▶ [WHAT THE TASK ASKS]: Your reply should hold only the lines from the records below where "object" occurs.

[Data excerpts]
□ □ □ □ □

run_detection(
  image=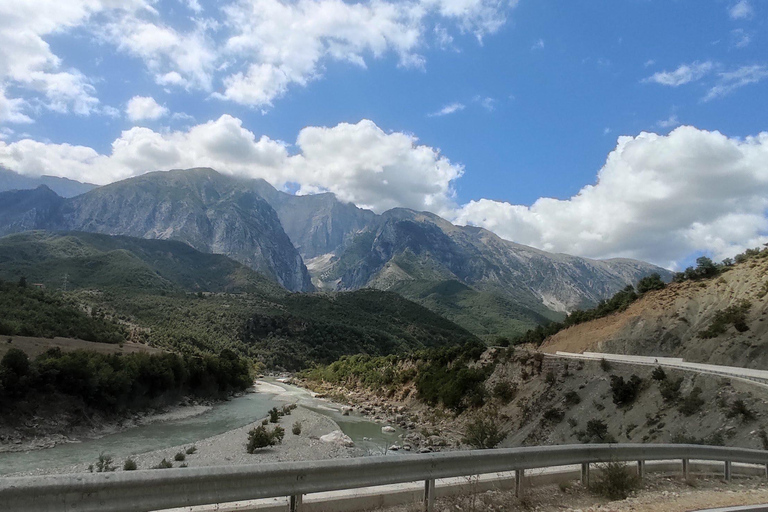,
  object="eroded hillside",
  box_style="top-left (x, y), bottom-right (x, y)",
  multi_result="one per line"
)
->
top-left (541, 253), bottom-right (768, 369)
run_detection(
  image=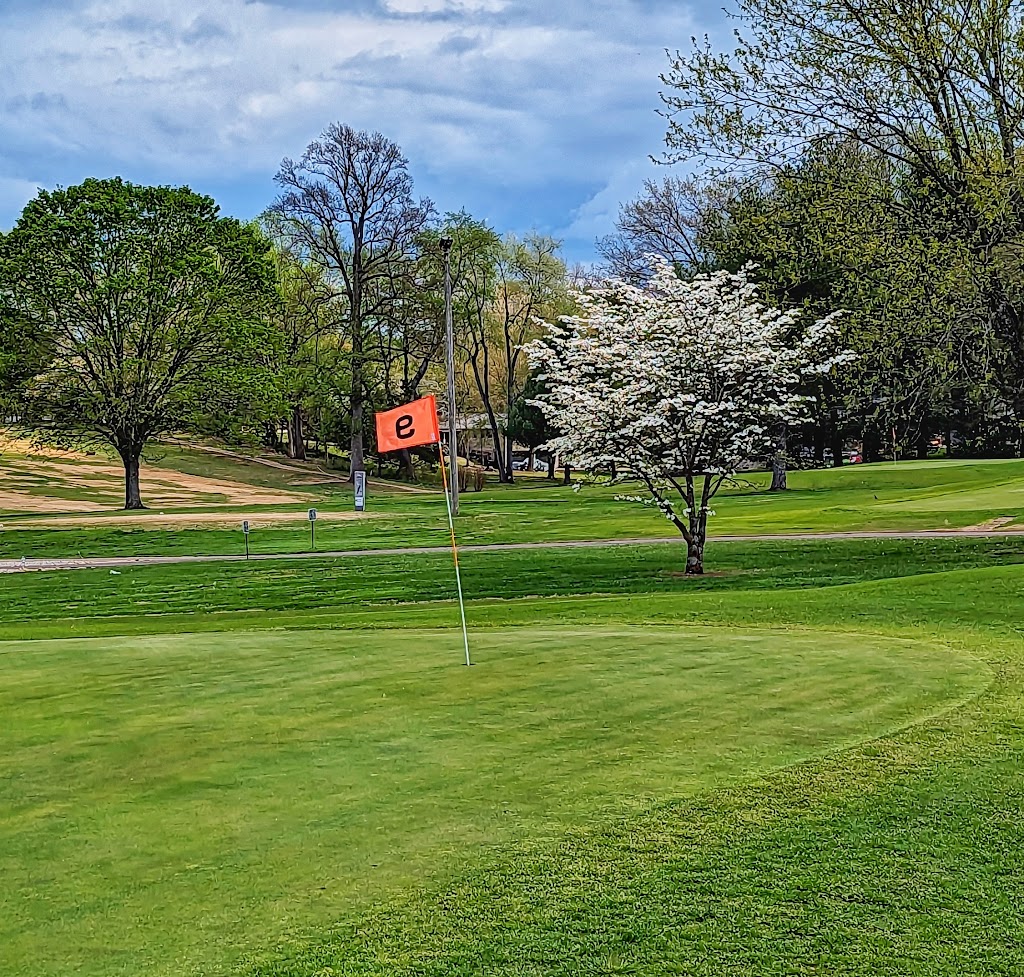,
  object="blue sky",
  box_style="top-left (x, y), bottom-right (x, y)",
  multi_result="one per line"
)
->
top-left (0, 0), bottom-right (714, 264)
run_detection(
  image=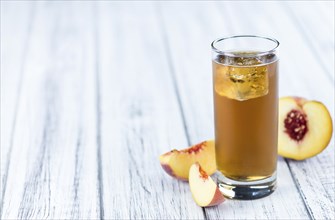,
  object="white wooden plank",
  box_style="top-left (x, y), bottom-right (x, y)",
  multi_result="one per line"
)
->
top-left (96, 2), bottom-right (205, 219)
top-left (159, 1), bottom-right (311, 219)
top-left (285, 1), bottom-right (334, 82)
top-left (0, 2), bottom-right (35, 215)
top-left (1, 2), bottom-right (100, 219)
top-left (217, 1), bottom-right (334, 219)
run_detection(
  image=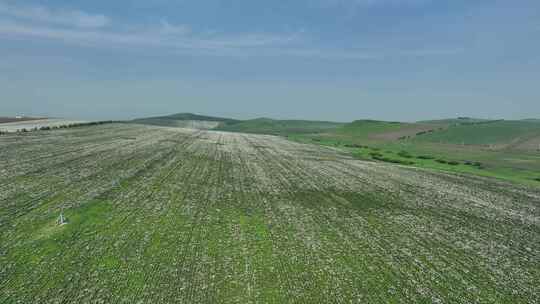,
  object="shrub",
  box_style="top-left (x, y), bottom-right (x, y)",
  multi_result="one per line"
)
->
top-left (371, 153), bottom-right (414, 166)
top-left (417, 155), bottom-right (435, 160)
top-left (416, 129), bottom-right (437, 136)
top-left (463, 161), bottom-right (484, 169)
top-left (397, 151), bottom-right (413, 158)
top-left (435, 159), bottom-right (448, 164)
top-left (534, 177), bottom-right (540, 182)
top-left (447, 161), bottom-right (460, 166)
top-left (387, 158), bottom-right (414, 165)
top-left (369, 152), bottom-right (383, 158)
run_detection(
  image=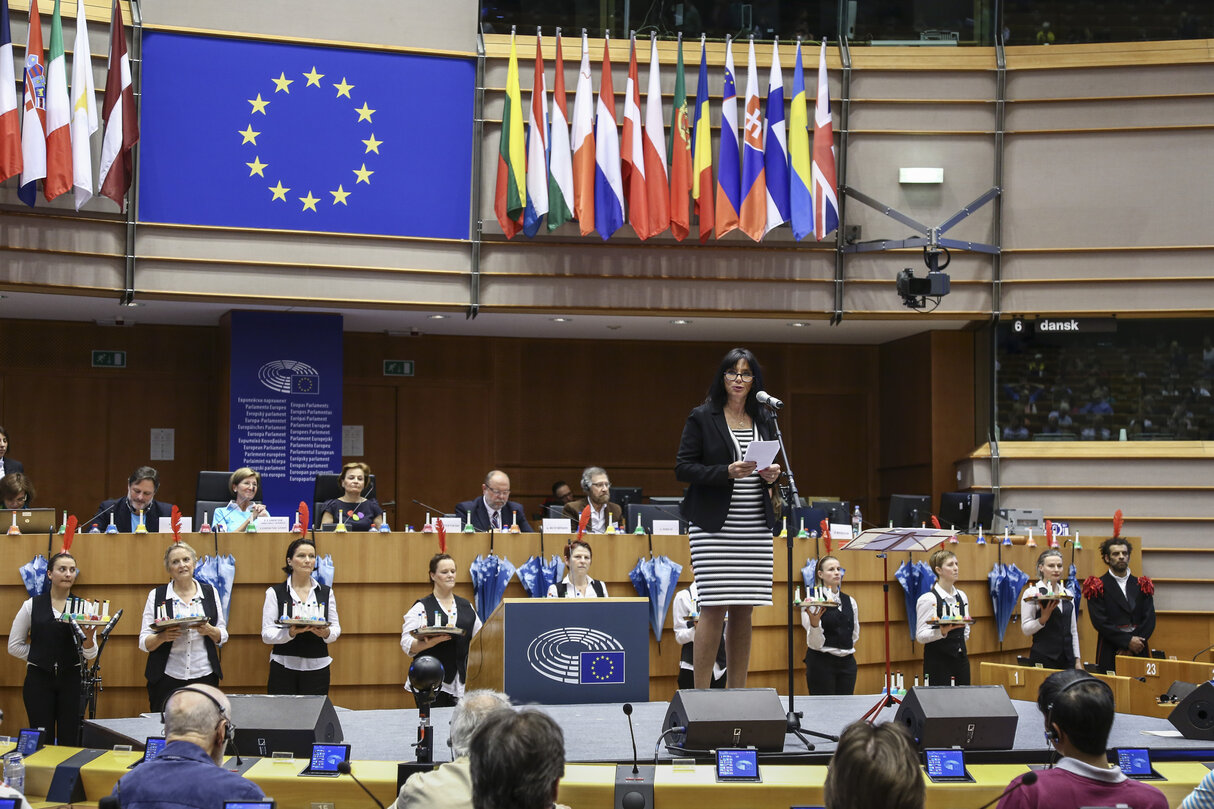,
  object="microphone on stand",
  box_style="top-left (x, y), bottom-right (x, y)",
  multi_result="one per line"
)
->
top-left (79, 500), bottom-right (122, 533)
top-left (756, 390), bottom-right (784, 410)
top-left (972, 770), bottom-right (1037, 809)
top-left (337, 760), bottom-right (386, 809)
top-left (623, 703), bottom-right (639, 775)
top-left (614, 703), bottom-right (654, 809)
top-left (98, 609), bottom-right (124, 641)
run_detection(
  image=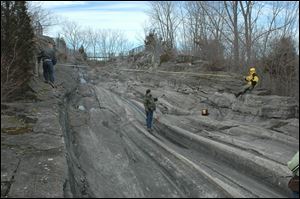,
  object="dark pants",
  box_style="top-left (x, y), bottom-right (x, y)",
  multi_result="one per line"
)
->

□ □ □ □ □

▶ [WRITTEN ANSWER]:
  object="eroded hillside",
  object="blue sky",
  object="white wooden plank",
  object="shrub",
  object="microphone on stand",
  object="dark pants",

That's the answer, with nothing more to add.